(Problem to work on) Please reproduce the entries exactly, skipping each picture.

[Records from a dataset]
+ + + + +

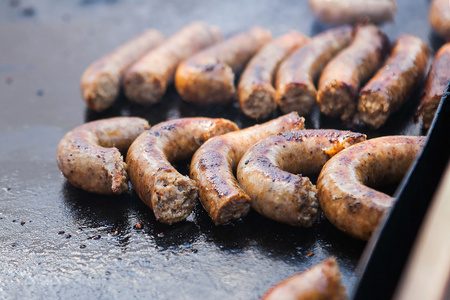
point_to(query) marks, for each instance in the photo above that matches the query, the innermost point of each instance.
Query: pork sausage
(160, 186)
(213, 164)
(90, 157)
(271, 171)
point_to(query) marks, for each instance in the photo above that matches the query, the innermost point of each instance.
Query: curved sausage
(90, 157)
(208, 76)
(439, 17)
(100, 82)
(322, 281)
(296, 90)
(435, 84)
(213, 164)
(344, 183)
(395, 81)
(160, 186)
(268, 172)
(340, 80)
(255, 89)
(340, 12)
(147, 80)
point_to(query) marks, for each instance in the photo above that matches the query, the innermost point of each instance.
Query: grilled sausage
(340, 12)
(295, 79)
(255, 90)
(213, 164)
(208, 76)
(100, 82)
(340, 80)
(160, 186)
(394, 82)
(439, 17)
(147, 80)
(268, 172)
(344, 183)
(322, 281)
(90, 157)
(435, 84)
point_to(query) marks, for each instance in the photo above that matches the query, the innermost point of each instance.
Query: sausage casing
(435, 84)
(340, 80)
(147, 79)
(394, 82)
(255, 90)
(160, 186)
(295, 79)
(100, 82)
(344, 184)
(213, 164)
(90, 157)
(271, 171)
(208, 76)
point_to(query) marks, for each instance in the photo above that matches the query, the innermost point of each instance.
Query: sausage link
(213, 164)
(100, 82)
(340, 80)
(268, 172)
(295, 79)
(255, 89)
(90, 157)
(208, 76)
(322, 281)
(344, 184)
(160, 186)
(395, 81)
(435, 84)
(439, 17)
(147, 80)
(340, 12)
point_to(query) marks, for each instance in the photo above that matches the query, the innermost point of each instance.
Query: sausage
(90, 157)
(340, 12)
(394, 82)
(344, 184)
(160, 186)
(435, 84)
(340, 80)
(322, 281)
(255, 89)
(268, 172)
(208, 77)
(295, 79)
(439, 17)
(100, 82)
(213, 164)
(147, 80)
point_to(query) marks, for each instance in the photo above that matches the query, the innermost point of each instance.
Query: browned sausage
(147, 80)
(344, 184)
(295, 85)
(170, 194)
(439, 17)
(435, 84)
(100, 82)
(208, 76)
(340, 80)
(268, 172)
(213, 164)
(90, 157)
(255, 90)
(395, 81)
(340, 12)
(322, 281)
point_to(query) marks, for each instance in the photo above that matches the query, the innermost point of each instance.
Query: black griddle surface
(44, 48)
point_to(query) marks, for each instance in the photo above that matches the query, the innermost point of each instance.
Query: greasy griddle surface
(60, 242)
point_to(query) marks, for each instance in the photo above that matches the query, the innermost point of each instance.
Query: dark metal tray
(45, 47)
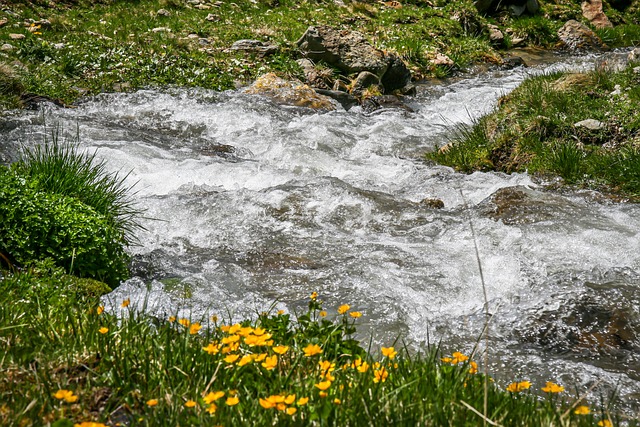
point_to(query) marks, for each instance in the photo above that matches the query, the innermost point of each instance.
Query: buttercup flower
(323, 385)
(389, 352)
(518, 387)
(312, 350)
(280, 349)
(552, 388)
(66, 395)
(582, 410)
(270, 362)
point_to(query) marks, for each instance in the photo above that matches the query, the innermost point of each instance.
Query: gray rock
(351, 53)
(255, 46)
(590, 124)
(364, 81)
(592, 10)
(577, 36)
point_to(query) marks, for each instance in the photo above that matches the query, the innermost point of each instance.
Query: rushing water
(330, 203)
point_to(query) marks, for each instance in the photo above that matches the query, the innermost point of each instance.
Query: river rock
(590, 124)
(289, 92)
(255, 46)
(577, 36)
(351, 53)
(364, 81)
(592, 10)
(522, 205)
(517, 7)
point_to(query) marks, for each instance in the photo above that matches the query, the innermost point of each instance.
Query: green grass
(129, 368)
(111, 45)
(533, 130)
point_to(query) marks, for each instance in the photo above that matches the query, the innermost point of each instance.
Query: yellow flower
(280, 349)
(323, 385)
(212, 348)
(343, 308)
(582, 410)
(230, 339)
(194, 328)
(213, 396)
(458, 358)
(380, 375)
(66, 395)
(552, 388)
(266, 403)
(270, 362)
(245, 360)
(312, 350)
(231, 358)
(389, 352)
(259, 357)
(518, 387)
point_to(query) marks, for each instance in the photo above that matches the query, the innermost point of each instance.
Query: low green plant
(61, 204)
(76, 362)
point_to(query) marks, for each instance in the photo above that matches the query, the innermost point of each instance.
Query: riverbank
(62, 51)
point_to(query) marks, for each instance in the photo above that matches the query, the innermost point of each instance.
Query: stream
(300, 201)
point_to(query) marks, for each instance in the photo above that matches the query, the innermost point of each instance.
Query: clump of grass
(534, 129)
(59, 203)
(71, 361)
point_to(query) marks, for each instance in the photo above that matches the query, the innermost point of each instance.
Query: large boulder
(577, 36)
(592, 10)
(351, 53)
(517, 7)
(288, 92)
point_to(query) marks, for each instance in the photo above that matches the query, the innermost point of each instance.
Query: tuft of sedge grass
(125, 366)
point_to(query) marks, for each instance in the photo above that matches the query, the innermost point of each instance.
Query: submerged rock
(577, 36)
(289, 92)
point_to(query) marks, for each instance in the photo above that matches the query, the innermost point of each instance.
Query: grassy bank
(540, 128)
(68, 362)
(64, 50)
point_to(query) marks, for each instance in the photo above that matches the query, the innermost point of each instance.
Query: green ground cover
(68, 362)
(534, 129)
(73, 48)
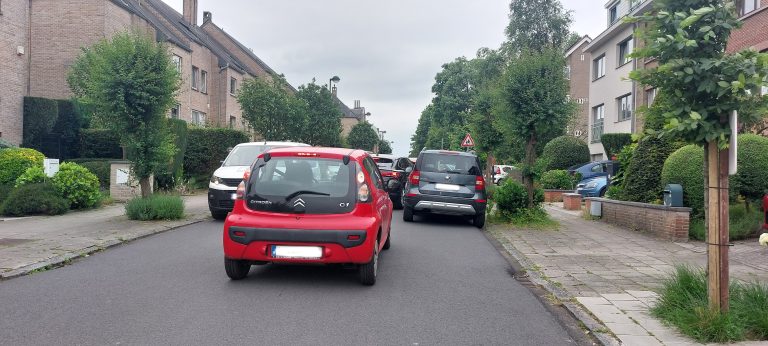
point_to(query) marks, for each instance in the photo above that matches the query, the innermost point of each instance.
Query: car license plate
(447, 187)
(302, 252)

+ + + + +

(Exercise output)
point_to(query) marks, for each instance in the photo above that matches the query, the innermost point of each instance.
Query: pork sausage
(160, 186)
(213, 164)
(90, 157)
(271, 171)
point_to(query) marks, for each instance in the photo above that matches the query, the innermost point of each instance.
Query: curved sausage
(90, 157)
(208, 76)
(439, 17)
(100, 82)
(322, 281)
(296, 90)
(435, 84)
(213, 164)
(344, 183)
(395, 81)
(160, 186)
(268, 172)
(340, 80)
(255, 89)
(340, 12)
(147, 80)
point_to(query) marks, for each instance in the photo above that matches the query, the innermost point of each instance.
Query: grilled sausage
(340, 12)
(295, 79)
(255, 90)
(213, 164)
(208, 76)
(100, 82)
(340, 80)
(160, 186)
(394, 82)
(439, 17)
(147, 80)
(268, 172)
(344, 183)
(322, 281)
(90, 157)
(435, 84)
point_to(query) marks, for each instance in the photo above that matches the query, the innermost point of each instance.
Query: sausage casing
(435, 84)
(340, 80)
(147, 79)
(394, 82)
(255, 90)
(160, 186)
(295, 79)
(100, 82)
(344, 184)
(213, 164)
(90, 157)
(271, 171)
(208, 76)
point_to(query) marks, for each instance in the photo above that matches the query, the innermost point of each instance.
Query: sausage link
(213, 164)
(100, 82)
(340, 80)
(268, 172)
(295, 79)
(255, 89)
(90, 157)
(208, 76)
(322, 281)
(344, 184)
(160, 186)
(395, 81)
(435, 84)
(439, 17)
(147, 80)
(340, 12)
point_to(query) marks, for each instance in the photo above that matches the query, the innermost point of each instance.
Query: sausage
(90, 157)
(340, 12)
(394, 82)
(344, 184)
(160, 186)
(435, 84)
(340, 80)
(322, 281)
(255, 89)
(268, 172)
(208, 77)
(295, 79)
(439, 17)
(100, 82)
(213, 164)
(147, 80)
point_to(query) marks, for each instance in the photo above that matches the query, the innermost point of each instance.
Query: browned sausage
(147, 80)
(344, 184)
(295, 85)
(170, 194)
(439, 17)
(435, 84)
(100, 82)
(208, 76)
(340, 80)
(268, 172)
(213, 164)
(90, 157)
(255, 90)
(395, 81)
(340, 12)
(322, 281)
point_to(query) marks, for each instance in the photo above that matches the query, the innermost point of each instance.
Query: black griddle surface
(44, 48)
point_to(query) marks, for each instance in the photo above that matches the query, the innermost point of each instance.
Query: greasy griddle surface
(60, 242)
point_to(query) marks, for each instance in the photo above that matches the query, the innermost point of each instance.
Query: dark metal tray
(45, 47)
point_to(query) marks, for each instance in the photo above that matches the query, the innermost point of each instance.
Query: buttercup flower
(323, 385)
(389, 352)
(518, 387)
(312, 350)
(280, 349)
(552, 388)
(66, 395)
(582, 410)
(270, 362)
point_to(query) marks, for each instance in the photo above that matches the query, the innermost point of each instance.
Query: gray rock
(351, 53)
(255, 46)
(590, 124)
(364, 81)
(592, 10)
(577, 36)
point_to(query) marks, for each instance in the photo above that matches the query, the innermost point of each instance.
Query: rushing water
(330, 203)
point_to(query) marks, for each instance in the photo above that matches the query, the innermost point of each instance.
Query: river rock
(590, 124)
(289, 92)
(255, 46)
(577, 36)
(351, 53)
(364, 81)
(592, 10)
(522, 205)
(517, 7)
point_to(query) marks, for each instance in the photo above that matches the query, the innermost point of each instance.
Query: green grass
(129, 368)
(111, 45)
(533, 130)
point_to(query) marks, for each instance in the photo above that matches the query, the innermost point of each instance.
Query: yellow flower
(280, 349)
(323, 385)
(212, 348)
(343, 308)
(582, 410)
(230, 339)
(194, 328)
(213, 396)
(458, 358)
(380, 375)
(66, 395)
(552, 388)
(266, 403)
(270, 362)
(245, 360)
(312, 350)
(231, 358)
(389, 352)
(259, 357)
(518, 387)
point_to(query) marks, for each instance in the photo above that matches the query, the innermost point of each instance.
Query: low green plant
(61, 204)
(76, 362)
point_to(query) marks, for each instance in the photo above that matches the query, the innermost point of each instance.
Query: riverbank
(62, 51)
point_to(query) marks, for each instance in the photo above that matches the query, the innermost point of each instance.
Query: stream
(300, 201)
point_to(query) marks, for each instance in the photo above that matches the query, the innermost point of each instance.
Query: clump of grass
(534, 129)
(59, 203)
(71, 361)
point_to(query) marks, for each instance in the photo above that matches the query, the innermost point of each instance.
Query: large boulder
(577, 36)
(592, 10)
(351, 53)
(517, 7)
(288, 92)
point_to(query) marks, for each instance in the photo above that matches the query, the innermost point of each instance.
Query: tuft of sedge grass
(125, 366)
point_to(query) marks, for each instance in the photo above that matches the query, the innermost point of each instance.
Query: submerged rock
(577, 36)
(289, 92)
point_to(query) marks, for each instance in the photo above that matches the query, the innermost point of each instance.
Query: grassy bank
(540, 128)
(68, 362)
(64, 50)
point_to(query) marks, for each instance in the photo above that matches the query, the innermost point of each instance.
Query: green ground cover
(68, 362)
(534, 129)
(73, 48)
point_to(query) marks, for each instance in the photo above that matches the query, the innermost point of each instance.
Query: car license plate
(447, 187)
(302, 252)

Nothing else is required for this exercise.